人間というのは、ある面で勝手なもので、自分の家に物売りが来ると本人は気がつかないで言っているのかもしれないが、平気で相手を慯つけ、侮辱する言葉を言う。これではセールスは耐えられない。
また、必要な時には買いにいくからいいと言われるし、買う方も売りにこられて買うことを喜ばない。商品の比較は出来ないし価格の比較も出来ない。
こんな状況の中で無理に買ってもらおうとすると。結果的に金がなくて購入計画のない人に売ることになり代金回収がうまくいかない。
買ってくれるかどうかわからないところへコストをかけてたずねて歩くということは一番能率の悪いやり方だ。それに自分の商圏内の自分の客に売っていたんでは商いを拡大できない。そうかといって商圏の外へ飛びだしていって売って来るようなすぐれたセールスはめったにいない。
訪販で三百万売って来るセールスは、スゴイ腕だが普通は二百万前後だ。一方、店売りでいえば一人五百万というのが平均だ
メーカー系列店から混売店に移行しても、店舗周辺の狭い商圏でお客様を相手にする商売では、いわゆる「御用聞き」は当たり前の販売方法でした。足で稼いでなんぼ、といった風潮すらありました。しかし、時間をかけて訪問して回れば、時間と手間という大きなコストがかかります。ましてや、買う予定があるかどうかもわからない家庭を1軒ずつ訪ねて回っても、高い成約率は見込めません。家電という高額商品を無理に売りつければ、代金回収にも影響が出ます(まだクレジット販売も普及していない時代ですから、掛け売りした代金を店が自分で回収していました)。
「人間というのは、ある面で勝手なもので、自分の家に物売りが来ると本人は気がつかないで言っているのかもしれないが、平気で相手を慯つけ、侮辱する言葉を言う。これではセールスは耐えられない」――社員の気持ちを代弁するところにも「がんばらない経営」の社員を大切にする思いが表されています。
「競合がやってるから」「このやり方が商売の基本だ」といった常識にとらわれず、本当の意味での「コスト低減」「効率」を加藤馨社長は見極めます。流通の歴史を振り返ればわかりますが、「常識」というものは時代とともに変わります。加藤馨社長は、「売り場を広くし、多くの商品を揃べて手頃な価格で比較検討しながら買ってもらう店こそ商売の本質」という考えに至り、家電量販店への道を進んだのです。
無駄を排除し、正しく合理化
量販とは、「商品を大量に仕入れ、大量に安く売る」業態です。とはいえ、大量に売ることが業務の効率化や合理化、コスト低減につながらなければ、単なる「薄利多売」になってしまい、経営が成り立ちません。加藤馨氏は「店こそ商売の原点」の姿勢を強化するべく、本部集中管理を徹底するとともに、品揃えを豊富にし、プライスカードも見やすく、商品特長がよくわかるように変えていきます。
人件費の増加するなかで、客に無駄なサービスをしていたのでは企業として成り立たない。
客への応待がいいから価格が高くても買うという人が果して何人いるかということだ。年寄りはお世辞をよろこぶかもしれないが、若い人達は商品をよく知っているし、自分の価値判断で商品を選択する時代だけに、価格を含めたトータルでの商品力が重要だ。したがって当面は店長の教育といったことよりも立地を含めたトータルの店舗力の強化だ。

* 課題 A: 本文の「メーカー系列店から混売店に移行しても」で始まる段落を、主な事実を残して箇条書きにまとめよ。
* 課題 B: 本文によれば、店売りでは一人あたりの売上の平均はいくらか。
* 課題 C: 家電量販店の経営を述べた本文の続きを、最後の文の後から書け。

* データ:

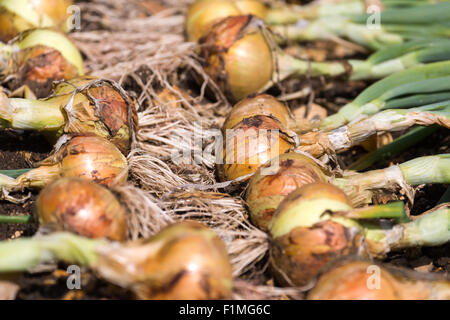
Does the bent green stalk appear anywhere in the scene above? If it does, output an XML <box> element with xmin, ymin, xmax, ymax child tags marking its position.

* 解答 A:
- メーカー系列店から混売店に移っても、店舗周辺の狭い商圏で商売する以上、「御用聞き」は当たり前の販売方法で、足で稼いでなんぼという風潮すらあった。
- 時間をかけて訪問して回ると、時間と手間という大きなコストがかかる。
- 買う予定があるかどうかわからない家庭を1軒ずつ訪ねても、高い成約率は見込めない。
- 高額な家電を無理に売りつけると代金回収に影響が出る。当時はクレジット販売が普及しておらず、掛け売りの代金は店が自分で回収していた。

* 解答 B: 一人五百万である。

* 解答 C:
商売において「親切」は大切です。しかし、お世辞や親切でお客様に「高く買って貰う」ことはできません。これは「誠実」ではなく「だまし」にも通じるでしょう。大切なのは店という施設そのものを、選びやすく、買いやすい、魅力的にすること。それも、個々の店が店を魅力的にする努力をするより、本部集中管理で魅力的なお店に仕上げるほうが効率が良いですし、コストを抑制できます。
ここ十年来、販売コスト低減を重要課題としてきた同社だけに、ある意味ではすべての政策がコス卜低減、効率アップに裏打ちされているといってもいい。
アフターサービス体制についても従来は、販売も同時に行う体制を取ってきたが、修理にいった先で売りに時間を取られて、つぎの訪問先への時間が遅れてクレームが来る。思ったほどサービスマンの販売実績があがらないなどの理由から二つのことを同時にやらせても結果として非能率的と考えサービス体制は専門制にした。
また、配送についても従来各店対応だったが、これもロスが多いといぅことで配送課として一本化しタイムスケジュールをたてての専門化を図った。
そのほかさきにあげたチラシについても店舗配置を水戸市内にバランスよく集中配置したことで十万枚のチラシで全店の商圈をカバー出来るといった具合だ。
アフターサービス体制や配送体制の専門化など、店舗数6店舗の段階でしっかりチェーンストア経営を確立しています。多店舗展開を図る土台はすでに出来上がっていたと言えるでしょう。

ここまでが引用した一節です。